• _挑戦課題 A_: ロボットカメラの変形例に関する文章から、「上記の説明において、ベース1」から「きるようになる可能性がある。」までの部分を一字一句変えずに書き写してください。

• _原文抜粋_:
スタジオの天井CLや、スタジオセットの壁面WLにロボットアーム13が固定される構造を適用すれば、ペデスタルに乗せたカメラを利用して行う通常のスタジオ撮影では難しい特殊なアングルからの撮影が可能になる。また、ニュース番組の撮影や、クロマキー撮影などの場合には、全てのロボットカメラ10がスタジオ内を動き回れるようにしなくてもよいことがある。この場合、移動可能なベース14を省略して床面FLなどにロボットカメラ10を固定する構造を適用すればコストの低減が期待されうる。
(ベースの変形例)
次に、図7を参照しながら、ベース14の変形例について説明する。図7は、第1実施形態に係るベースの変形例について説明するための模式図である。
上記の説明において、ベース14は、車輪により移動可能な構造を有していた。この構成にした場合、車輪の回転によりベース14がスタジオ内を自由に動き回ることができる。また、上記の説明では、ベース14は、ロボットカメラ10をスタジオ内で移動させる役割を担っていた。但し、第1実施形態に係る技術を適用可能なベース14の構造はこれに限定されない。
例えば、ベース14は、図7(a)に示すように、メインカメラ11が接続されているロボットアーム13を昇降させる昇降機構142a、及びレール142cに合う幅で配置された複数の車輪を有する移動機構142bを有する構造であってもよい。他の変形例として、ベース14は、図7(b)に示すように、昇降機構143付きのペデスタルであってもよい。さらに、ベース14は、図7(c)に示すように、パン棒144a、及び脚部144bを有する三脚であってもよい。このような変形例についても第1実施形態に係る技術を適用可能である。
(ロボットアームの変形例)
次に、図8を参照しながら、ロボットアーム13の変形例について説明する。図8は、第1実施形態に係るロボットアームの変形例について説明するための模式図である。
上記の説明において、6軸のロボットアーム13を例示した。しかし、第1実施形態に係る技術を適用可能なロボットアーム13の構造はこれに限定されない。例えば、図8に例示したような7軸のロボットアーム131を適用することも可能である。ロボットアーム131は、7つの関節部131a、131b、131c、131d、131e、131f、131gを有し、各関節部(図中の鎖線で示した部分)が回転して、例えば、図8(b)に示すような形状に変形することができる。このように関節部の数が増えることで、よりアクロバティックなカメラアングルを実現できるようになる可能性がある。

• _提供資料_:
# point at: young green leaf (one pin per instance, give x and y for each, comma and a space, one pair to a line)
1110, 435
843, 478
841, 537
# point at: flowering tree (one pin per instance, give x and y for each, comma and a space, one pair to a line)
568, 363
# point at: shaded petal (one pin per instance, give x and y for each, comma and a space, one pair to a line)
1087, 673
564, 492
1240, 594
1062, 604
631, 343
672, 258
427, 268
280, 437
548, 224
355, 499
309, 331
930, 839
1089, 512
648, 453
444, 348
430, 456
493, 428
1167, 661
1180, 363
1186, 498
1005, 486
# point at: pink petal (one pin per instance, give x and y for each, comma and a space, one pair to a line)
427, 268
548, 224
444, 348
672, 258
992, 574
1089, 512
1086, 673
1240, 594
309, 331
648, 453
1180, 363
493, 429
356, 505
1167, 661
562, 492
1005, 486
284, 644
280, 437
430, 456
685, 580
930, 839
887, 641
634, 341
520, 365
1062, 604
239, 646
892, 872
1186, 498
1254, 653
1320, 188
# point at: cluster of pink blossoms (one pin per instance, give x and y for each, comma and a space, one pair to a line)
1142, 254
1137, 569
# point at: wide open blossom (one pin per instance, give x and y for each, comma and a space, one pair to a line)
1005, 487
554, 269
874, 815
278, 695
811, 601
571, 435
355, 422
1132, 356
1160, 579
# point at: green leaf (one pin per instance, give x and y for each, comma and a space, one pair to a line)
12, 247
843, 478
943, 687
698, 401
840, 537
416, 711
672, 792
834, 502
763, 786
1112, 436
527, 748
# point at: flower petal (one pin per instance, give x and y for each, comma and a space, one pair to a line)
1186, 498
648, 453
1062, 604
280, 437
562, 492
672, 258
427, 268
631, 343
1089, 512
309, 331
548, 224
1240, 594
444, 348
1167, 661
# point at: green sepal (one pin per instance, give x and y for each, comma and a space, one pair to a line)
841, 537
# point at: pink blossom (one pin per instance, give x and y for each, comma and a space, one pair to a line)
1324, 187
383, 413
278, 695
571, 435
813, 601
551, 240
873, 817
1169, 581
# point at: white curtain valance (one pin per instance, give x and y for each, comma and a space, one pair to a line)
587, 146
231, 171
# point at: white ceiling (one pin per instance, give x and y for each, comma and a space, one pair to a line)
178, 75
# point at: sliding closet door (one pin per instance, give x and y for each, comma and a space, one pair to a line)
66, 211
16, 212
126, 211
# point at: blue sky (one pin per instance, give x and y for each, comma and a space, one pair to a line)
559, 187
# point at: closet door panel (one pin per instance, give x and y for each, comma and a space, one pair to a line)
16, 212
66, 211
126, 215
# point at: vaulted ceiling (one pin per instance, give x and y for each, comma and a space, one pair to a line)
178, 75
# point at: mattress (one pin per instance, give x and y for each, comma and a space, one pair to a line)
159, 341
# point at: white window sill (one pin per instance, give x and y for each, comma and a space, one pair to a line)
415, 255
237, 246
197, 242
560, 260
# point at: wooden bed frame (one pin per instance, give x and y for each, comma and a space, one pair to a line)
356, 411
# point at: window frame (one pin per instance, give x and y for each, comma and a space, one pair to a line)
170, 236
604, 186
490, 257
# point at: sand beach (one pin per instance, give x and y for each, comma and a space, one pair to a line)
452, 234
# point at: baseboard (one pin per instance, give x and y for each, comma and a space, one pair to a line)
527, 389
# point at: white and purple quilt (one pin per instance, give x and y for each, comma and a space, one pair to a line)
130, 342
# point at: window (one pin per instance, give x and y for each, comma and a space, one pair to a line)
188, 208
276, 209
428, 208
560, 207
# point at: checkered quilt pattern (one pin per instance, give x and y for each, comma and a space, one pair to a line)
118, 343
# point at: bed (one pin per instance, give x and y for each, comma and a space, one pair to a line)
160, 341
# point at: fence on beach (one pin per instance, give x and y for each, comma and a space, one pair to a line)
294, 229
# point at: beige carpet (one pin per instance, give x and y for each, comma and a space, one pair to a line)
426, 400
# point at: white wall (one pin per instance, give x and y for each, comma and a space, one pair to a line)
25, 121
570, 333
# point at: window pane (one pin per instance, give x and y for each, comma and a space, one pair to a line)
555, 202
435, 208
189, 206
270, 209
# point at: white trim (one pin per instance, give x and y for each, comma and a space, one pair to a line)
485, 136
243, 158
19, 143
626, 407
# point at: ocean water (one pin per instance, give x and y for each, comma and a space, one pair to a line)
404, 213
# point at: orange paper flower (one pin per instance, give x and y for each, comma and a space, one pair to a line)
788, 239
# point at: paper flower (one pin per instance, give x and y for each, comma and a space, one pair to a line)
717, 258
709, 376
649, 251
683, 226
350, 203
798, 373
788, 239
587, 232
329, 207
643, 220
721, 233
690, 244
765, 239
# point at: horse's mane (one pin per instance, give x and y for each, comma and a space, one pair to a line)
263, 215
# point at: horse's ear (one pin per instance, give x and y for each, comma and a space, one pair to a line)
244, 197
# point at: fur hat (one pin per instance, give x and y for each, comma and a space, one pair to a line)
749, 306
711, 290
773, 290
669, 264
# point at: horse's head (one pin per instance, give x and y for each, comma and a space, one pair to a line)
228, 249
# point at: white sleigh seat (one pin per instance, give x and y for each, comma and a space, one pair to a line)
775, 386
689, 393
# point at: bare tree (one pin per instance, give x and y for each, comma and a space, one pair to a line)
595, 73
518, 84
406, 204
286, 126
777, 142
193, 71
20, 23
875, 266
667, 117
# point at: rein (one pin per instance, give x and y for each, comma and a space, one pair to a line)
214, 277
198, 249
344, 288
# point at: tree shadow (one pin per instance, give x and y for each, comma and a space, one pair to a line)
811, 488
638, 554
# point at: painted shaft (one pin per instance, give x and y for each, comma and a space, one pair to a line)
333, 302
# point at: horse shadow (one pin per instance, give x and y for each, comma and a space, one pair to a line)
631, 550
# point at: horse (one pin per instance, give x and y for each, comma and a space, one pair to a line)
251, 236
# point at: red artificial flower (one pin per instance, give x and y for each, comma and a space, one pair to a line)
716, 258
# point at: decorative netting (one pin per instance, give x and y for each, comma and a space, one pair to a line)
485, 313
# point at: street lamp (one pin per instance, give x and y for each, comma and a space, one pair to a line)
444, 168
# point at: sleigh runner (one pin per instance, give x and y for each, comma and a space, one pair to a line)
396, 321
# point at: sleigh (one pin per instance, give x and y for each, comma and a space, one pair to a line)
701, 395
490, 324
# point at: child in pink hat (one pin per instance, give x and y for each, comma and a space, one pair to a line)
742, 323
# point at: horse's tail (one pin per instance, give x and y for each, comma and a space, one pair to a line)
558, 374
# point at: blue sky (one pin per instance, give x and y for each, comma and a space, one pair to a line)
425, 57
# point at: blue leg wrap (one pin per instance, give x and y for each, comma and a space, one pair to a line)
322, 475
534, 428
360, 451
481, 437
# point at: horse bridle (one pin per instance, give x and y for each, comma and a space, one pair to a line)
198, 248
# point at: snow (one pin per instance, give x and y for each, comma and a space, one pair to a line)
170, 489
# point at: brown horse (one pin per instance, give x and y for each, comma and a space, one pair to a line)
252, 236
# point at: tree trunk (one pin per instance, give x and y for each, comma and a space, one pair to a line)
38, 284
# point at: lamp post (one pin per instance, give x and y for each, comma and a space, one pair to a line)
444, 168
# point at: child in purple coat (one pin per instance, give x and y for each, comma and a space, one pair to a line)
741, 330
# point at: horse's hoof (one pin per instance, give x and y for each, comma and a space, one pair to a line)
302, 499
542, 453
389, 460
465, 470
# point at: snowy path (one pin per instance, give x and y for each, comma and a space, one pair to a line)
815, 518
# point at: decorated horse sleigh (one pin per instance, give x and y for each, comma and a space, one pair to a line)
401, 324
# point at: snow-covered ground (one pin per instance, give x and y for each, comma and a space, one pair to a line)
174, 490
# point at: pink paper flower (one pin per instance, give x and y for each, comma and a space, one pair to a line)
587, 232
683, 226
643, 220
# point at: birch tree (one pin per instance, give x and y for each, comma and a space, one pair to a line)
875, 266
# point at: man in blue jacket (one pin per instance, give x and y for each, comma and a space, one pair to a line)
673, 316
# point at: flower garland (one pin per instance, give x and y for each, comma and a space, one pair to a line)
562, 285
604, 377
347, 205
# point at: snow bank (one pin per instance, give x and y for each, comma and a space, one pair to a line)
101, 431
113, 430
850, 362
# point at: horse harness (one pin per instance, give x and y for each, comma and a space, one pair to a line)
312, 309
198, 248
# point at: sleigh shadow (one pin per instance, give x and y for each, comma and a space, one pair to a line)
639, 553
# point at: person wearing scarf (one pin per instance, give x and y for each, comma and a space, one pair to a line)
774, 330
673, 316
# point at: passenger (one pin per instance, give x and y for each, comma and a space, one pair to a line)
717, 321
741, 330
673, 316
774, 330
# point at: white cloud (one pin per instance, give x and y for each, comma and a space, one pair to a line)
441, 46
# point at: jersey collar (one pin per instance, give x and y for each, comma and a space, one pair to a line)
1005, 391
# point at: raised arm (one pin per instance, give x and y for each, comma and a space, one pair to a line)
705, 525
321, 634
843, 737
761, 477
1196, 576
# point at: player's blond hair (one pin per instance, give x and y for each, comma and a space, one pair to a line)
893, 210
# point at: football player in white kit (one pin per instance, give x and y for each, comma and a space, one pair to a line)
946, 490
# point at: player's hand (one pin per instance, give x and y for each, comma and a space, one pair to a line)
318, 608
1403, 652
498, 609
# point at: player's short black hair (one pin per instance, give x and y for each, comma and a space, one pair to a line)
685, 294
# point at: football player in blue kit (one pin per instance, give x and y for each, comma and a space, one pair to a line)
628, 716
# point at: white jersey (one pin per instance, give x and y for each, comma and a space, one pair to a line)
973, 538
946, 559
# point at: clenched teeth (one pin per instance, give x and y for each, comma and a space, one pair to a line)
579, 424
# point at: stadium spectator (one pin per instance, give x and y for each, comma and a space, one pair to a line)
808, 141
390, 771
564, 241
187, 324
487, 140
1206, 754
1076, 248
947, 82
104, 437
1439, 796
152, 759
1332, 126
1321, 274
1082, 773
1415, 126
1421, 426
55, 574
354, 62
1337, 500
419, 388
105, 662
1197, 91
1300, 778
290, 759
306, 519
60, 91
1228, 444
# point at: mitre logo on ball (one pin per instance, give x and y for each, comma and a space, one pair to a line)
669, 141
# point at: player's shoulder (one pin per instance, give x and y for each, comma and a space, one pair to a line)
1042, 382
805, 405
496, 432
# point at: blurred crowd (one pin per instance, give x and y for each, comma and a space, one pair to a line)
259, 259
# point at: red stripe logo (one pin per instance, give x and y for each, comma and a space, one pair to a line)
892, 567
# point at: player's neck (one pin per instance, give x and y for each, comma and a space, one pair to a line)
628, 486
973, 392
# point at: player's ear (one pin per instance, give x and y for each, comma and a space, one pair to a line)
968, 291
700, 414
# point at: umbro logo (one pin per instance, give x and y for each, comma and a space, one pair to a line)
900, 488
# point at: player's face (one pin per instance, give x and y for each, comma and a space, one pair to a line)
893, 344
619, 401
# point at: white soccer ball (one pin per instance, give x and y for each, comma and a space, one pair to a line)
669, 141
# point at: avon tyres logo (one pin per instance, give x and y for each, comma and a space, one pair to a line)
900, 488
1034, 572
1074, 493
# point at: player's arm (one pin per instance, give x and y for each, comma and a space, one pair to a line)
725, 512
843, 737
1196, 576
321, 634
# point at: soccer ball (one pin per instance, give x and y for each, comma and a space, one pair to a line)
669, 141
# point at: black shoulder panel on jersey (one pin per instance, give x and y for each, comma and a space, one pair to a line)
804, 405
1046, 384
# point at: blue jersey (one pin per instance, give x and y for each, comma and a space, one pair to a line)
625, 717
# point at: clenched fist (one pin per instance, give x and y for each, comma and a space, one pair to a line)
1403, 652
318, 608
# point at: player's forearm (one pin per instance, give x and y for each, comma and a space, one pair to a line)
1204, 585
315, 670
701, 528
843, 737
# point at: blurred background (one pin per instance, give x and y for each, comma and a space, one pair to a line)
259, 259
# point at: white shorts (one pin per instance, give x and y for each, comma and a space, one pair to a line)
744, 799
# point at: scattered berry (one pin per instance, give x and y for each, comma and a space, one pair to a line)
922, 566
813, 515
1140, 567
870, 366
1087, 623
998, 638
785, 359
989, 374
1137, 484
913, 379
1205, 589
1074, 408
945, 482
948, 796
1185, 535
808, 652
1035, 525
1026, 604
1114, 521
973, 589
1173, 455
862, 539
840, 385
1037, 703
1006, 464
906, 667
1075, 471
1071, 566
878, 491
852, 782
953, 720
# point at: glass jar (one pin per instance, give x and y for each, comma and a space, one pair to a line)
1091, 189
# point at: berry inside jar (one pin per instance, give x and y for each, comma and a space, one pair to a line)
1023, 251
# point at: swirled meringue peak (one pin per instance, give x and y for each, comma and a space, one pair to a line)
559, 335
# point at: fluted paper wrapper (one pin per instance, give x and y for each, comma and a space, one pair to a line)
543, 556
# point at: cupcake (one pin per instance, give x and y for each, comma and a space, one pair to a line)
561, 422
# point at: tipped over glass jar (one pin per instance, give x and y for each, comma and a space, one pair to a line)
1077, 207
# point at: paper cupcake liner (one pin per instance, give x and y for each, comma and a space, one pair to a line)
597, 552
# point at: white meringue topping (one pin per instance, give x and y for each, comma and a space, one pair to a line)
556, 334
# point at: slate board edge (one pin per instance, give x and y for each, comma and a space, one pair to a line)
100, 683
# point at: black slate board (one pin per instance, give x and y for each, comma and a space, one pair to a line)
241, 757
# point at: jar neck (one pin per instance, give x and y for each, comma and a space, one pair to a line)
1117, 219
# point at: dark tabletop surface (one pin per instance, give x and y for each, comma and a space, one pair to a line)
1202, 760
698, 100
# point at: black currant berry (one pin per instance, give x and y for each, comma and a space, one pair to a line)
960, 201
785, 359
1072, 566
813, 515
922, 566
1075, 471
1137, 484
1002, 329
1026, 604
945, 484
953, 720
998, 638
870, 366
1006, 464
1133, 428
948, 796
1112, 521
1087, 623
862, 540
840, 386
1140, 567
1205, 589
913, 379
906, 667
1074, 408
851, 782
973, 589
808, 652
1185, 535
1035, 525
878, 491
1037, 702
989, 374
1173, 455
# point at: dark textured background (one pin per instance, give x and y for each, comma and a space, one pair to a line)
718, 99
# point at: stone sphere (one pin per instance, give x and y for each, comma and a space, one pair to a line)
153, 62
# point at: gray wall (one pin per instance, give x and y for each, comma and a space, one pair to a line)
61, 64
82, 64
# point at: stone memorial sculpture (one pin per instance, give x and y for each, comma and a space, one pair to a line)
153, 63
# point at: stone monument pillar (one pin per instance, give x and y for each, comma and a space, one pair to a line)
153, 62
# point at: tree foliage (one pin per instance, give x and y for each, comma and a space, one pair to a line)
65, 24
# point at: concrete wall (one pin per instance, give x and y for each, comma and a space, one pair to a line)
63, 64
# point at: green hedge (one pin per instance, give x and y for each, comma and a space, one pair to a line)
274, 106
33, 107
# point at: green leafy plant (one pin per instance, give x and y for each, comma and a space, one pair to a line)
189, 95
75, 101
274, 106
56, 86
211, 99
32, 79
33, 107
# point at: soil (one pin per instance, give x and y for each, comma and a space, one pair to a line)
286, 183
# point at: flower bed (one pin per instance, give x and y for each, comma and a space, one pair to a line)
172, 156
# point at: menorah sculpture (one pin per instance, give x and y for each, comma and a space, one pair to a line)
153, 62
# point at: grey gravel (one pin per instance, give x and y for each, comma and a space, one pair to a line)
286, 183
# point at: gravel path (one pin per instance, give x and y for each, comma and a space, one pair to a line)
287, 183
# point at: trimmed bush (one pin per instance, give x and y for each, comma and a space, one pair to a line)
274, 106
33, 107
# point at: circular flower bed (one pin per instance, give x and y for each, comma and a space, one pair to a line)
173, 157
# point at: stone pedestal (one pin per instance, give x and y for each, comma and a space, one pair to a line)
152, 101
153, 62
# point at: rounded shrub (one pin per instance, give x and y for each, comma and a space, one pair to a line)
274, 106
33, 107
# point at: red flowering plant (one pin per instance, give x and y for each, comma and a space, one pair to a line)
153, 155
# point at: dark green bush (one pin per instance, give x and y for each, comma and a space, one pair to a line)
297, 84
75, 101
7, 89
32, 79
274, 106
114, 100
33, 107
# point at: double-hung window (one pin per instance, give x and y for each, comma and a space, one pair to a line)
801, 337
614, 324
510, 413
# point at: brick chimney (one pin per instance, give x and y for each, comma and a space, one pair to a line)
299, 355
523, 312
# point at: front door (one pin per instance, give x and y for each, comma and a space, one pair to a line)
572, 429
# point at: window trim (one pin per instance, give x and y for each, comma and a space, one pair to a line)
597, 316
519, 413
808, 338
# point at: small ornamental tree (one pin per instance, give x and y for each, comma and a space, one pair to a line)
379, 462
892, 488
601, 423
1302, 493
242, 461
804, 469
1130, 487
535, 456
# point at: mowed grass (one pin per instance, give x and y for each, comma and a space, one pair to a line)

• _挑戦課題 B_: 上記のエントリから、文字列「sleigh」を含む行をすべて抜き出してください。大文字と小文字は区別されます。

• _課題の解答 A_:
上記の説明において、ベース14は、車輪により移動可能な構造を有していた。この構成にした場合、車輪の回転によりベース14がスタジオ内を自由に動き回ることができる。また、上記の説明では、ベース14は、ロボットカメラ10をスタジオ内で移動させる役割を担っていた。但し、第1実施形態に係る技術を適用可能なベース14の構造はこれに限定されない。
例えば、ベース14は、図7(a)に示すように、メインカメラ11が接続されているロボットアーム13を昇降させる昇降機構142a、及びレール142cに合う幅で配置された複数の車輪を有する移動機構142bを有する構造であってもよい。他の変形例として、ベース14は、図7(b)に示すように、昇降機構143付きのペデスタルであってもよい。さらに、ベース14は、図7(c)に示すように、パン棒144a、及び脚部144bを有する三脚であってもよい。このような変形例についても第1実施形態に係る技術を適用可能である。
(ロボットアームの変形例)
次に、図8を参照しながら、ロボットアーム13の変形例について説明する。図8は、第1実施形態に係るロボットアームの変形例について説明するための模式図である。
上記の説明において、6軸のロボットアーム13を例示した。しかし、第1実施形態に係る技術を適用可能なロボットアーム13の構造はこれに限定されない。例えば、図8に例示したような7軸のロボットアーム131を適用することも可能である。ロボットアーム131は、7つの関節部131a、131b、131c、131d、131e、131f、131gを有し、各関節部(図中の鎖線で示した部分)が回転して、例えば、図8(b)に示すような形状に変形することができる。このように関節部の数が増えることで、よりアクロバティックなカメラアングルを実現できるようになる可能性がある。

• _課題の解答 B_:
# point at: white sleigh seat (one pin per instance, give x and y for each, comma and a space, one pair to a line)
# point at: sleigh runner (one pin per instance, give x and y for each, comma and a space, one pair to a line)
# point at: sleigh (one pin per instance, give x and y for each, comma and a space, one pair to a line)
# point at: decorated horse sleigh (one pin per instance, give x and y for each, comma and a space, one pair to a line)
# point at: sleigh shadow (one pin per instance, give x and y for each, comma and a space, one pair to a line)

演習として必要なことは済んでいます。